(Problem to work on): Rewrite the lines below as a numbered list, skipping any blank lines and leaving out the pictures.

Items from a data source:
***
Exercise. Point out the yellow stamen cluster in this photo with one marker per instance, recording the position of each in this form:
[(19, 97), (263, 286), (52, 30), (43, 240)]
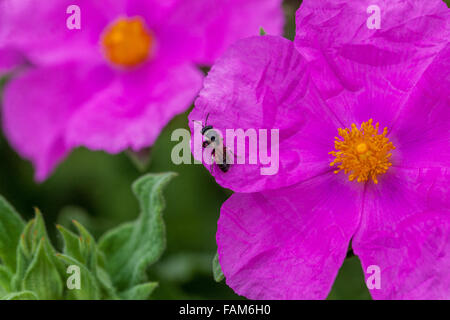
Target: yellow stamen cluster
[(127, 42), (362, 153)]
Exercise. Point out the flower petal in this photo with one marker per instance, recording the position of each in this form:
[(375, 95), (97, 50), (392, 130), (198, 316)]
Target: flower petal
[(38, 28), (422, 132), (263, 83), (38, 106), (368, 73), (405, 231), (9, 60), (288, 243), (210, 26), (134, 108)]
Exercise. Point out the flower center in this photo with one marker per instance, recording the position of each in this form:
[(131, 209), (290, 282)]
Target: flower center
[(362, 153), (127, 42)]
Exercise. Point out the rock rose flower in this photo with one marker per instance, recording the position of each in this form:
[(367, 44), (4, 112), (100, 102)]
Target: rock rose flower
[(115, 82), (364, 120)]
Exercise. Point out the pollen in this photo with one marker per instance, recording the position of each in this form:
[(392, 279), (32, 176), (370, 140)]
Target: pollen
[(127, 42), (362, 153)]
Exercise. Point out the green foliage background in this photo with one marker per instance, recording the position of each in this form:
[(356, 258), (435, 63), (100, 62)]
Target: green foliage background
[(94, 188)]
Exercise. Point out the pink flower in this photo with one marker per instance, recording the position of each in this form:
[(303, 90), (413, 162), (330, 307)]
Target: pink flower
[(343, 177), (114, 83)]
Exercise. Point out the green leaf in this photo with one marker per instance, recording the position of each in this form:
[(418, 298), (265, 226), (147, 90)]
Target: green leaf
[(22, 295), (42, 277), (106, 285), (140, 292), (5, 278), (217, 269), (11, 226), (32, 235), (71, 243), (141, 159), (132, 247), (89, 289)]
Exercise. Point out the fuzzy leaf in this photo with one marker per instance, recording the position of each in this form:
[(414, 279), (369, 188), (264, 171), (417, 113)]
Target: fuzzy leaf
[(132, 247), (89, 289), (42, 276), (217, 269), (71, 243), (106, 285), (11, 226), (22, 295), (5, 278), (140, 292)]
***
(The response):
1. Exercise. Point out the yellow stamen cluster in this photo with one marker per instance, recording the position of each in this form:
2. [(19, 97), (263, 286), (52, 30), (43, 240)]
3. Target: yellow stamen cluster
4. [(127, 42), (362, 153)]
5. Exercise. Point out the flower petal in this photo with one marker per instance, recording the position of each in this form:
6. [(375, 95), (97, 50), (392, 130), (198, 316)]
7. Target: flower petal
8. [(38, 28), (422, 132), (263, 83), (38, 106), (368, 73), (405, 231), (9, 60), (288, 243), (210, 26), (134, 108)]
9. Exercise. Point out the flower center in this photo with one marker per instance, recording the position of each in this form:
10. [(131, 209), (290, 282)]
11. Target: flower center
12. [(362, 153), (127, 42)]
13. Exercise. Point out the rock rose flower in this photo with one marker per instance, recording the position of each in this form:
14. [(367, 44), (4, 112), (100, 102)]
15. Target: rock rose flower
16. [(115, 82), (364, 120)]
17. Exercise. Point out the pollen in this photo with one marker per instance, recording the position of each in this form:
18. [(392, 279), (32, 176), (370, 140)]
19. Target: pollen
20. [(127, 42), (362, 153)]
21. Exercise. Point out the green foliage background in this photo with one marker per instance, recording the position of each in this form:
22. [(356, 258), (435, 63), (100, 62)]
23. Target: green foliage background
24. [(94, 188)]
25. Exercise. Point out the pink flower in this photo with one marker per instance, recording the position of each in this form:
26. [(303, 90), (413, 162), (330, 307)]
27. Target: pink flower
28. [(343, 177), (114, 83)]
29. Exercise. Point out the green leaf in this photo with one marker per instance, recording the position of each in this form:
30. [(418, 298), (265, 226), (147, 90)]
31. Target: green leaf
32. [(22, 295), (42, 277), (106, 285), (140, 292), (5, 278), (217, 269), (11, 226), (32, 235), (71, 243), (141, 159), (132, 247), (89, 289)]
33. Exercise. Point out the fuzzy leaf in this photo with one marker per instance, recording the position of each in this form:
34. [(414, 279), (369, 188), (264, 171), (417, 113)]
35. Target: fuzzy leaf
36. [(132, 247), (89, 289), (42, 276), (217, 269), (71, 243), (106, 285), (11, 226), (22, 295), (5, 278), (140, 292)]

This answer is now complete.